Check your understanding:
- 1) In the biography of Jed Cobb Adams, in which town was he born?
- 2) List every government, military, or party position that the biography of Jed Cobb Adams says he held.

American judge (1876–1935)

Jed Cobb Adams (January 14, 1876 – January 29, 1935) was a member of the United States Board of Tax Appeals (later renamed the United States Tax Court) from 1933 to 1935.

== Early life and education ==
Adams was born in Kaufman, Texas. He "attended Southwestern University in Georgetown from 1889 to 1891 and Bingham School in Asheville, North Carolina, in 1892–93", gaining admission to the State Bar of Texas in 1895.

== Career ==
He then held various positions in government, as a civilian and in the military:

From 1898 to 1902 he was state's attorney in Kaufman County. He was a major in the judge advocate general's department of the United States Army in Governors Island, New York, from October 1918 to April 1919. Afterward he received a commission as a lieutenant colonel in the reserve corps. From October 1919 until his resignation in January 1920, he was United States attorney for the Northern District of Texas.

He thereafter practice law in Dallas and became involved in party politics, becoming a Democratic National Committee member for Texas, from 1924 to 1934. On May 17, 1933, he was appointed to the Board of Tax Appeals by President Franklin D. Roosevelt to fill the unexpired term of William D. Love, who had died in April of that year. Adams held that office until his own death the following year.

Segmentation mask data
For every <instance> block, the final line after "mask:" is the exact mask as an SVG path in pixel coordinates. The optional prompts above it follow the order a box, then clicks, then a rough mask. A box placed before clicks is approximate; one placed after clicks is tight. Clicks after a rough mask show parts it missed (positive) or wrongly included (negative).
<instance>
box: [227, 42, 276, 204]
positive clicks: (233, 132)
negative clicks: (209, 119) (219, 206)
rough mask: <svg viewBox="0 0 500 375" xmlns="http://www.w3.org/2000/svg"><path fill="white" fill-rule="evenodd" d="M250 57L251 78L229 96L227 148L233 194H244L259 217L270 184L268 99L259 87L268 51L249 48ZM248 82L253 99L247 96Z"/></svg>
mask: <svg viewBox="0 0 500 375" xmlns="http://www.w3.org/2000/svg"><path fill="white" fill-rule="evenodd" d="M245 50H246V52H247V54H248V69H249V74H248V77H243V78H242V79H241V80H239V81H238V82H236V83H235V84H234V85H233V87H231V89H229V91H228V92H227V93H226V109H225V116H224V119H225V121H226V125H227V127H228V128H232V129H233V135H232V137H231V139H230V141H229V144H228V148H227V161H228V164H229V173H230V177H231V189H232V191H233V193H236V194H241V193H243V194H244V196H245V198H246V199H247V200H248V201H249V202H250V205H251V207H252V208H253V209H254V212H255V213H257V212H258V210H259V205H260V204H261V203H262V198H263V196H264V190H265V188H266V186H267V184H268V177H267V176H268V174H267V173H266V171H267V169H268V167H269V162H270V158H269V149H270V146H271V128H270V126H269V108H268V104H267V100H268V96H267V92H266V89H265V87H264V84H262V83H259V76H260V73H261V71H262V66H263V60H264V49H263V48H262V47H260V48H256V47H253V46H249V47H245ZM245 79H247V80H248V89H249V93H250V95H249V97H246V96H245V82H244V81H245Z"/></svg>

Responses in order:
- 1) Kaufman, Texas

- 2)
- State's attorney in Kaufman County
- Major in the judge advocate general's department of the United States Army
- Lieutenant colonel in the reserve corps
- United States attorney for the Northern District of Texas
- Democratic National Committee member for Texas
- Member of the United States Board of Tax Appeals